### WORK ORDER
Transcribe each entry shown below with no difference from the original.
++++++
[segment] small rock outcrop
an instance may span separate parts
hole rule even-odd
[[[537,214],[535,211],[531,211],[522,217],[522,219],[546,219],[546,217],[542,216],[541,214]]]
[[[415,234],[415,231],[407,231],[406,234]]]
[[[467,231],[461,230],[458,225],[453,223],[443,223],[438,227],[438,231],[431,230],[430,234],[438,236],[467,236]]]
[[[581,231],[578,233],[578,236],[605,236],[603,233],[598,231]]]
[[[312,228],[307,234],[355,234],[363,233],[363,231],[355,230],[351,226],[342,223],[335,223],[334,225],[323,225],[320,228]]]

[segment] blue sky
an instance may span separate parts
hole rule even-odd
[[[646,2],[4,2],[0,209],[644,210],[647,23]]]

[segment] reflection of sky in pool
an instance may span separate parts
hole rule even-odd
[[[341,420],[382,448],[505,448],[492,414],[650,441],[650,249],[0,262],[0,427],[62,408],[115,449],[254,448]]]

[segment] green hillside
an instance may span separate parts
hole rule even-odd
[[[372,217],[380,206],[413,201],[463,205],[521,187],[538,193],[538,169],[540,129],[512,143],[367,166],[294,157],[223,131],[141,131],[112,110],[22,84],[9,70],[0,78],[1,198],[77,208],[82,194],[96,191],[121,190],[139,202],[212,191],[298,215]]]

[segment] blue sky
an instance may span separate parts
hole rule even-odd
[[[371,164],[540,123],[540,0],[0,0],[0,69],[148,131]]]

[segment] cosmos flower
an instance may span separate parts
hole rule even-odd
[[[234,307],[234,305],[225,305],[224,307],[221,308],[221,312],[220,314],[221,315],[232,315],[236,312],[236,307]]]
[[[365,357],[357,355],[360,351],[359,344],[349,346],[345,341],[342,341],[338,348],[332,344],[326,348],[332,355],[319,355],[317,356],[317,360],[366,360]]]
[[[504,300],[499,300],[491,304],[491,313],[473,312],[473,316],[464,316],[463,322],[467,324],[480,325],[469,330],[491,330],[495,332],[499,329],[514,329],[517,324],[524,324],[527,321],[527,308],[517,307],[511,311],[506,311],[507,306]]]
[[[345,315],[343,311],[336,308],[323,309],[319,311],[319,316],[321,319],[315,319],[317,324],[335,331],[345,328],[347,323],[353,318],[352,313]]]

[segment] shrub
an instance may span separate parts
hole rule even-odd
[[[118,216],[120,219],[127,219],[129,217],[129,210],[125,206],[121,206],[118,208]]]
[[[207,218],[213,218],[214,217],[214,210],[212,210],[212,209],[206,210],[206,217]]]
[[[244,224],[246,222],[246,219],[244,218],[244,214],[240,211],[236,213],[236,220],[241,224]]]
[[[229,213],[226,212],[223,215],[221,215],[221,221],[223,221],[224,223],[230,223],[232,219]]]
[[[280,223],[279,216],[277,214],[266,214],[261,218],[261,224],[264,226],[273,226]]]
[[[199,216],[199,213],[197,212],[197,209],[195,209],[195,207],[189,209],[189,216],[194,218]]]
++++++
### ANSWER BOX
[segment] small rock outcrop
an instance may span separate parts
hole rule even-odd
[[[537,214],[535,211],[531,211],[522,217],[522,219],[546,219],[546,217],[542,216],[541,214]]]
[[[415,234],[415,231],[407,231],[406,234]]]
[[[467,231],[461,230],[458,225],[453,223],[443,223],[438,227],[438,231],[431,230],[430,234],[438,236],[467,236]]]
[[[581,231],[578,233],[578,236],[605,236],[603,233],[598,231]]]
[[[312,228],[307,234],[355,234],[363,233],[363,231],[355,230],[351,226],[342,223],[335,223],[334,225],[323,225],[320,228]]]

[segment] blue sky
an instance may span separate parts
hole rule even-odd
[[[646,2],[4,2],[0,209],[644,210],[647,23]]]

[segment] reflection of sky in pool
an instance may span separate parts
hole rule even-odd
[[[341,420],[382,448],[505,448],[492,414],[650,441],[650,249],[0,262],[0,427],[62,408],[115,449],[254,448]]]

[segment] green hillside
an instance may span separate parts
hole rule even-odd
[[[372,217],[380,206],[413,201],[463,205],[521,187],[538,193],[538,169],[540,129],[512,143],[367,166],[294,157],[223,131],[141,131],[112,110],[22,84],[9,70],[0,78],[1,198],[77,208],[82,194],[96,191],[121,190],[139,202],[212,191],[298,215]]]

[segment] blue sky
an instance may span separate parts
hole rule even-odd
[[[371,164],[540,123],[540,0],[0,0],[0,69],[148,131]]]

[segment] cosmos flower
an instance may span separate parts
hole rule even-odd
[[[234,307],[234,305],[225,305],[224,307],[221,308],[221,312],[220,314],[221,315],[232,315],[236,312],[236,307]]]
[[[365,357],[357,355],[360,351],[359,344],[349,346],[345,341],[342,341],[338,348],[332,344],[326,348],[332,355],[319,355],[317,356],[317,360],[366,360]]]
[[[504,300],[499,300],[491,304],[491,313],[473,312],[473,316],[464,316],[463,322],[467,324],[480,325],[469,330],[491,330],[495,332],[499,329],[514,329],[517,324],[524,324],[527,321],[527,308],[517,307],[511,311],[506,311],[507,306]]]
[[[345,315],[343,311],[336,308],[323,309],[319,311],[319,316],[321,319],[315,319],[317,324],[335,331],[345,328],[347,323],[353,318],[352,313]]]

[segment] shrub
an instance may span separate parts
hole rule even-odd
[[[118,216],[120,219],[127,219],[129,217],[129,210],[125,206],[121,206],[118,208]]]
[[[207,218],[213,218],[214,217],[214,210],[212,210],[212,209],[206,210],[206,217]]]
[[[244,224],[246,222],[246,219],[244,218],[244,214],[240,211],[236,213],[236,220],[241,224]]]
[[[229,213],[226,212],[223,215],[221,215],[221,221],[223,221],[224,223],[230,223],[232,219]]]
[[[280,223],[279,216],[277,214],[266,214],[261,218],[261,224],[264,226],[273,226]]]
[[[199,216],[199,213],[197,212],[197,209],[195,209],[195,207],[189,209],[189,216],[194,218]]]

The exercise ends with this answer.